2.ご専門分野に関わる既存の医療機器について

■この10年で、診療成績の向上や患者QOLの向上におおいに貢献したと考えられる医療機器

a)診断
i)MRI
MRIとCTの画像の解像度は飛躍的に高まった。MRIについては神経根(脊柱管から神経が外に出るところ)まで観察できるようになった。頚椎を撮像してもアーチファクトがほとんどなくなった。技師の撮影スキルが向上したことも要因の1つである。また侵襲の大きい下肢の血管造影も、患者様にストレスをかけることなくMRIを使って短時間で把握できるようになった。

ii)CT
CTについてはマルチスライスCTの登場により、極めて短時間で各方向から観察できるし、骨のとげまでよく見えるようになった。3次元画像はより立体的にかつ鮮明に情報が得られるようになった。血栓などの塞栓もCTで確認できるようになった。

b)治療
i)ナビゲーションシステム
ナビゲーションシステムは人工膝関節置換術で有用である。まったく誤差が生じないわけではないが正確な手術を行いやすくなった。慣れるまでには少し時間がかかる。最初はキャリブレーションに30分程度の時間がかかったが、10分程度まで短縮された。膝の場合は10分の追加的な手術時間は許容される。
脊椎手術では誤差が致命的なので時間のかかる分ナビゲーションシステムは少なくとも当初は有用ではなかった。
ナビゲーションシステムは最小侵襲手術(MIS)における術者の負荷軽減に貢献するだろう。一般に、最小侵襲手術手技が(MIS)が進歩すればするほど助手が大変になる。術野を確保するために助手が組織をひっぱって広げている。見えないところを見せてくれるという点でナビゲーションが生きてくる。

◆ ◆ ◆ ◆

— 指示 —
原文のうち、「2.ご専門分野に関わる既存の医療機器について」を含む箇所から書き写し始め、「Tで確認できるようになった。」まで写したところで止めてください。 このあとに続く行は、この作業には使いません。

— 提供データ —
◆ ◆ ◆ ◆

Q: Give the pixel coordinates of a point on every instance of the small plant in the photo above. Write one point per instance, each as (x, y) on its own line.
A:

◆ ◆ ◆ ◆

— 回答 —
2.ご専門分野に関わる既存の医療機器について

■この10年で、診療成績の向上や患者QOLの向上におおいに貢献したと考えられる医療機器

a)診断
i)MRI
MRIとCTの画像の解像度は飛躍的に高まった。MRIについては神経根(脊柱管から神経が外に出るところ)まで観察できるようになった。頚椎を撮像してもアーチファクトがほとんどなくなった。技師の撮影スキルが向上したことも要因の1つである。また侵襲の大きい下肢の血管造影も、患者様にストレスをかけることなくMRIを使って短時間で把握できるようになった。

ii)CT
CTについてはマルチスライスCTの登場により、極めて短時間で各方向から観察できるし、骨のとげまでよく見えるようになった。3次元画像はより立体的にかつ鮮明に情報が得られるようになった。血栓などの塞栓もCTで確認できるようになった。